Arbeitsauftrag: Überarbeite die folgenden Einträge, indem du überall „marker“ durch „pin“ ersetzt. Alles Übrige bleibt unverändert.
#### Material zur Aufgabe ####
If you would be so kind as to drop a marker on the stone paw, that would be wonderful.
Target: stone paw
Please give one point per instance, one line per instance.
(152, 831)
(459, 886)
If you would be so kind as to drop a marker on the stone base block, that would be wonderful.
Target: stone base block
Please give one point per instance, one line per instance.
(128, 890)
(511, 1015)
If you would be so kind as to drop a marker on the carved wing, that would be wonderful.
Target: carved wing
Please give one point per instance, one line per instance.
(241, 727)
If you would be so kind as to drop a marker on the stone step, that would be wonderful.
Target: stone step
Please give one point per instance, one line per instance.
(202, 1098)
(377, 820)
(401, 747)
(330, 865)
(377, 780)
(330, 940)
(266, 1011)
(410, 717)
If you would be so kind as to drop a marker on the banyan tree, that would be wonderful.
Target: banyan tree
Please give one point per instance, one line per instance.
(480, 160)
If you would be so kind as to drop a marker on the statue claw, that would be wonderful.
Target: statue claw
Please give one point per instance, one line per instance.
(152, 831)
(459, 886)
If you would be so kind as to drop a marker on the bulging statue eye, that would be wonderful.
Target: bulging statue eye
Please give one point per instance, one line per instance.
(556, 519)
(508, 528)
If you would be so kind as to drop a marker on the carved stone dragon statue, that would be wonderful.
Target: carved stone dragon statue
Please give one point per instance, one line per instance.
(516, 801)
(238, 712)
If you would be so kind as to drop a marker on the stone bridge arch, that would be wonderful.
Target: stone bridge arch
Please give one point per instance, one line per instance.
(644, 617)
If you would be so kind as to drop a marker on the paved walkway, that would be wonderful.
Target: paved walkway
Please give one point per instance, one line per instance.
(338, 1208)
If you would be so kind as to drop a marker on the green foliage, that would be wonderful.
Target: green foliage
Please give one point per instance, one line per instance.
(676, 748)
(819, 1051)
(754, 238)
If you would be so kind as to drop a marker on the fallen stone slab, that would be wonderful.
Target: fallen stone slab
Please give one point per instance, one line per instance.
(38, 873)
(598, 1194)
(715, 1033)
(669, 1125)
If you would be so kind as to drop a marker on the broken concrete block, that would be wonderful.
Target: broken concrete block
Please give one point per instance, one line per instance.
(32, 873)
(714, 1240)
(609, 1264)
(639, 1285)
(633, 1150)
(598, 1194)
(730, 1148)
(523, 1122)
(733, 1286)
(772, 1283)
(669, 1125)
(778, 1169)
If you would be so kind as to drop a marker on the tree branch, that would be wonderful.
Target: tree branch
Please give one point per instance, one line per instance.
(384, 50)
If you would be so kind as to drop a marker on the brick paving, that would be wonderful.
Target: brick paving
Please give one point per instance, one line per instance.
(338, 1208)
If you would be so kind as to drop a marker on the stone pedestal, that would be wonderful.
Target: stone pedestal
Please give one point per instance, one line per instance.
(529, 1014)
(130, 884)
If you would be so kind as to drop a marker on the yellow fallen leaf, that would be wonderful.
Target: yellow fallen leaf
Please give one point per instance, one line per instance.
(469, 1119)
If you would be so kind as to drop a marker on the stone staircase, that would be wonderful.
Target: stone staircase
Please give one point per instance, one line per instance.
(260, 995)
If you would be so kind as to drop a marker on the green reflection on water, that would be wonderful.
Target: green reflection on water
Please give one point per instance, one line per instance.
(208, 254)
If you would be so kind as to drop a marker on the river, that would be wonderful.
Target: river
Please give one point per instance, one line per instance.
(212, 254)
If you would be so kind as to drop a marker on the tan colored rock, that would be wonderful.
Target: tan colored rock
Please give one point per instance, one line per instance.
####
Lösung:
If you would be so kind as to drop a pin on the stone paw, that would be wonderful.
Target: stone paw
Please give one point per instance, one line per instance.
(152, 831)
(459, 886)
If you would be so kind as to drop a pin on the stone base block, that would be wonderful.
Target: stone base block
Please give one point per instance, one line per instance.
(128, 890)
(511, 1015)
If you would be so kind as to drop a pin on the carved wing, that would be wonderful.
Target: carved wing
Please give one point per instance, one line per instance.
(241, 727)
If you would be so kind as to drop a pin on the stone step, that would be wonderful.
Target: stone step
Please give one point per instance, one line per instance.
(202, 1098)
(377, 820)
(401, 747)
(330, 865)
(377, 780)
(330, 940)
(266, 1011)
(410, 717)
If you would be so kind as to drop a pin on the banyan tree, that would be wonderful.
Target: banyan tree
Please give one point per instance, one line per instance.
(480, 160)
If you would be so kind as to drop a pin on the statue claw, that would be wonderful.
Target: statue claw
Please give one point per instance, one line per instance.
(152, 831)
(459, 886)
If you would be so kind as to drop a pin on the bulging statue eye, that would be wonderful.
Target: bulging statue eye
Please give one point per instance, one line per instance.
(556, 519)
(508, 528)
If you would be so kind as to drop a pin on the carved stone dragon statue, that would be wonderful.
Target: carved stone dragon statue
Please give one point per instance, one line per instance.
(516, 801)
(238, 712)
If you would be so kind as to drop a pin on the stone bridge arch, that would be wonderful.
Target: stone bridge arch
Please give one point per instance, one line per instance.
(644, 617)
If you would be so kind as to drop a pin on the paved walkway, that would be wonderful.
Target: paved walkway
Please give one point per instance, one line per instance.
(338, 1208)
If you would be so kind as to drop a pin on the green foliage, that would be wonderful.
Target: green foliage
Please give one point per instance, one line per instance.
(676, 748)
(819, 1051)
(754, 238)
If you would be so kind as to drop a pin on the fallen stone slab, that would be wonderful.
Target: fallen stone slab
Please give one point per instance, one line per instance.
(38, 873)
(598, 1194)
(715, 1033)
(669, 1125)
If you would be so kind as to drop a pin on the broken concrete block, that would be wonderful.
Target: broken concrete block
Please give one point per instance, one line per instance.
(32, 873)
(714, 1240)
(609, 1264)
(639, 1285)
(633, 1150)
(598, 1194)
(730, 1148)
(523, 1122)
(733, 1286)
(772, 1283)
(669, 1125)
(778, 1169)
If you would be so kind as to drop a pin on the tree branch, that would be wonderful.
Target: tree branch
Please give one point per instance, one line per instance.
(384, 50)
If you would be so kind as to drop a pin on the brick paving, that would be wonderful.
Target: brick paving
Please give one point per instance, one line per instance.
(338, 1208)
If you would be so kind as to drop a pin on the stone pedestal, that would be wonderful.
Target: stone pedestal
Please give one point per instance, one line per instance.
(529, 1014)
(130, 884)
If you would be so kind as to drop a pin on the yellow fallen leaf, that would be wonderful.
Target: yellow fallen leaf
Please give one point per instance, one line per instance.
(469, 1119)
If you would be so kind as to drop a pin on the stone staircase, that would be wonderful.
Target: stone staircase
Please give one point per instance, one line per instance.
(260, 995)
If you would be so kind as to drop a pin on the green reflection on water, that would be wonderful.
Target: green reflection on water
Please give one point per instance, one line per instance.
(208, 254)
If you would be so kind as to drop a pin on the river, that would be wonderful.
Target: river
Please give one point per instance, one line per instance.
(212, 254)
If you would be so kind as to drop a pin on the tan colored rock, that would be wonderful.
Target: tan colored rock
Please give one point per instance, one line per instance.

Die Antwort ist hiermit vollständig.